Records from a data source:
============
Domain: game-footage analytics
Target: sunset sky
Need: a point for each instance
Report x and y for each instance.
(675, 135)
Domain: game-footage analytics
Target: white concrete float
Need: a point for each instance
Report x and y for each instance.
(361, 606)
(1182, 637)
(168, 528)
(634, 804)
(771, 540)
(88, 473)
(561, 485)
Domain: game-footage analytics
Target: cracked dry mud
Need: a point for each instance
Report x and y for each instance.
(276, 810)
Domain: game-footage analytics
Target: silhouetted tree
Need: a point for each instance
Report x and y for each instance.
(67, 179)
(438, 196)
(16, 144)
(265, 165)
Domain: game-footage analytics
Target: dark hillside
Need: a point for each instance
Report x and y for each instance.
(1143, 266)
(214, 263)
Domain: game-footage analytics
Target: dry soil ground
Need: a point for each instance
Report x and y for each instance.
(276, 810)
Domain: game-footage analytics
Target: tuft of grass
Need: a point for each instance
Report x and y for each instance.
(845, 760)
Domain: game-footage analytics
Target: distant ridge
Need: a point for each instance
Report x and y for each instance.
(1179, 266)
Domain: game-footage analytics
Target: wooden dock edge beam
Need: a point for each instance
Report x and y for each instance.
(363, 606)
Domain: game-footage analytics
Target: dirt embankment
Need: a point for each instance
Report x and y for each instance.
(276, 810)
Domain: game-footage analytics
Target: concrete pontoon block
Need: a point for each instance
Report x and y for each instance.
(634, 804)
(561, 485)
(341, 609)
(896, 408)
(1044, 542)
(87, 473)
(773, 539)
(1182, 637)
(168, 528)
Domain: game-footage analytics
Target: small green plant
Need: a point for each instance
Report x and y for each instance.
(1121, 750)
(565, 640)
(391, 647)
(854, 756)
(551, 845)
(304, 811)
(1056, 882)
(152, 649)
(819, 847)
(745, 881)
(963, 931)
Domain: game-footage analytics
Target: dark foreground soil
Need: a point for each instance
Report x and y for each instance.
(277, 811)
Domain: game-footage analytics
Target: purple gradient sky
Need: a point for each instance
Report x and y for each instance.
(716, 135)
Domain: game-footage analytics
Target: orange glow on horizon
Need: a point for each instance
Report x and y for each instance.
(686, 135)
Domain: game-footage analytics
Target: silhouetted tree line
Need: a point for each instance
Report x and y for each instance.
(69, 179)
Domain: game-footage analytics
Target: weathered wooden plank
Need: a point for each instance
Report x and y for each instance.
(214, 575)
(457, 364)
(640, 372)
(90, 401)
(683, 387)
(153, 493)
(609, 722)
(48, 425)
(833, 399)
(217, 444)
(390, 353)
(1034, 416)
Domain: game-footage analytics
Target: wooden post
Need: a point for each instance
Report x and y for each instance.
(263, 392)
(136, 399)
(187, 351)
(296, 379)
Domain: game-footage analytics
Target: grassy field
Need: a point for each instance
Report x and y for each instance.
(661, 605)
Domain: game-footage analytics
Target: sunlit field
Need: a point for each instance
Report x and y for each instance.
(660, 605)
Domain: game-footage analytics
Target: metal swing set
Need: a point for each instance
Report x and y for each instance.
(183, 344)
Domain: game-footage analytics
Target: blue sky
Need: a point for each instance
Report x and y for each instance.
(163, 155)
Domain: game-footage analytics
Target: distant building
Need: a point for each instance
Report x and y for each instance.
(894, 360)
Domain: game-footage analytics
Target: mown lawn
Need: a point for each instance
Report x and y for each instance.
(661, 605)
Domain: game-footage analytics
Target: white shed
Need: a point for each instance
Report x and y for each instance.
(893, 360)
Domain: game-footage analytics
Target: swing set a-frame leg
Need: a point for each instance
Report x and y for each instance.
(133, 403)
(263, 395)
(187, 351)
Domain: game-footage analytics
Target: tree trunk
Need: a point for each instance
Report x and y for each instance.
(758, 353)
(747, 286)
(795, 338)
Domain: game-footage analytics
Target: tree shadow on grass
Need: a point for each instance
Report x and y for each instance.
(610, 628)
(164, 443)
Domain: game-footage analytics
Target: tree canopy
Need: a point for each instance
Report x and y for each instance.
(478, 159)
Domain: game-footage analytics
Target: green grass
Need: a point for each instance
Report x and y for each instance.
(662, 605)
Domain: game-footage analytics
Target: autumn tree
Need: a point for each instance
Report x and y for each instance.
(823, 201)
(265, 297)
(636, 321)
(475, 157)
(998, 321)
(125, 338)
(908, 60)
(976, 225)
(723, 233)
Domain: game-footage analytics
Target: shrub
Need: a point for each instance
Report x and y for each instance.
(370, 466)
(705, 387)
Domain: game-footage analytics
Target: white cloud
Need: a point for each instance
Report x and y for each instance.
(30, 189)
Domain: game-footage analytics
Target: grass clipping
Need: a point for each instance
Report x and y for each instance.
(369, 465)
============
Task prompt:
Select every line above that contains the word "tree", and copy it.

Completed exercise:
Target: silhouetted tree
Target: silhouetted tree line
Target: tree trunk
Target: tree shadow on grass
Target: tree canopy
Target: autumn tree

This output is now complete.